Would you retype all of these records exactly?

** start MATERIAL **

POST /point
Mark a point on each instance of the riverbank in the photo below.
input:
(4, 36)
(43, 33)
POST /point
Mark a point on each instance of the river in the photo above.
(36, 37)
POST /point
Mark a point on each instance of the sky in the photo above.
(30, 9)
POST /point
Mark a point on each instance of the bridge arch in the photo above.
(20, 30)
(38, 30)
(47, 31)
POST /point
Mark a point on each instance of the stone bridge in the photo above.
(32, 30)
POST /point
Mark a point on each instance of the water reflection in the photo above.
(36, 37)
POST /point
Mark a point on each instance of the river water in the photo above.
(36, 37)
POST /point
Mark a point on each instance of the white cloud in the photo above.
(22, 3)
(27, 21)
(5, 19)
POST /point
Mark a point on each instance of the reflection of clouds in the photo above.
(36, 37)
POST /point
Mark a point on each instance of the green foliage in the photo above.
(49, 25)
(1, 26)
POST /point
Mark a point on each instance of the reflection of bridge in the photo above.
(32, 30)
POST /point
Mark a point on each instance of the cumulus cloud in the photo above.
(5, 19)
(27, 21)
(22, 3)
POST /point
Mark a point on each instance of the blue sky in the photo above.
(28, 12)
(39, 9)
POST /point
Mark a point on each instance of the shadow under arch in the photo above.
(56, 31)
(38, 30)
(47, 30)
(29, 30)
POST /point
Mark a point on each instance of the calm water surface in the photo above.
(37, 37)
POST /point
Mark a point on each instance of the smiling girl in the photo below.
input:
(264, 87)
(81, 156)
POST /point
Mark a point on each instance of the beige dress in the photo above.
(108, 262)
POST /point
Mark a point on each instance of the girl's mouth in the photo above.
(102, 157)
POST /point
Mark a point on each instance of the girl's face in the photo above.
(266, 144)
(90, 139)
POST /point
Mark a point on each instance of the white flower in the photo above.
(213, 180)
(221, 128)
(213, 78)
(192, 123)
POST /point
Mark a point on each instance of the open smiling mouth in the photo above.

** end MATERIAL **

CORRECT ANSWER:
POST /point
Mark a point on each instance of the riverbank in the photo below.
input:
(4, 36)
(43, 33)
POST /point
Mark a point on each instance of the river in the photo above.
(36, 37)
POST /point
Mark a point on each instance of the sky in the photo above.
(30, 9)
POST /point
Mark a point on each instance of the bridge arch in the photo above.
(20, 30)
(38, 30)
(47, 31)
POST /point
Mark a point on each instance of the stone bridge in the photo above.
(32, 30)
POST /point
Mark a point on each instance of the water reflection in the photo above.
(36, 37)
POST /point
Mark a point on each instance of the river water in the photo above.
(36, 37)
POST /point
Mark a point on each instance of the white cloud in the photo above.
(22, 3)
(27, 21)
(5, 19)
POST /point
Mark a point on each instance of the reflection of clouds in the photo above.
(36, 37)
POST /point
Mark a point on each instance of the green foliage in the photo above.
(49, 25)
(1, 26)
POST /point
Mark a point on each instance of the reflection of bridge in the photo above.
(32, 30)
POST /point
Mark a point on each instance of the cumulus cloud in the photo above.
(5, 19)
(27, 21)
(22, 3)
POST /point
Mark a point on each instance of the blue sky in the photo above.
(28, 12)
(39, 9)
POST /point
Mark a point on each instance of the shadow under arch in the photo above.
(56, 31)
(38, 30)
(47, 30)
(29, 30)
POST /point
Mark a point on each instance of the calm water surface in the photo above.
(37, 37)
POST /point
Mark a point on each instance of the smiling girl in the photo below.
input:
(264, 87)
(81, 156)
POST /point
Mark a point on each instance of the beige dress in the photo above.
(108, 262)
POST /point
Mark a point on each instance of the girl's mouth in the photo above.
(102, 157)
POST /point
Mark a point on each instance of the girl's face in the photo above.
(266, 144)
(90, 139)
POST /point
Mark a point on each instance of the white flower in the photo above.
(213, 180)
(221, 128)
(213, 78)
(192, 123)
POST /point
Mark a point on each instance of the open smiling mouth in the photo above.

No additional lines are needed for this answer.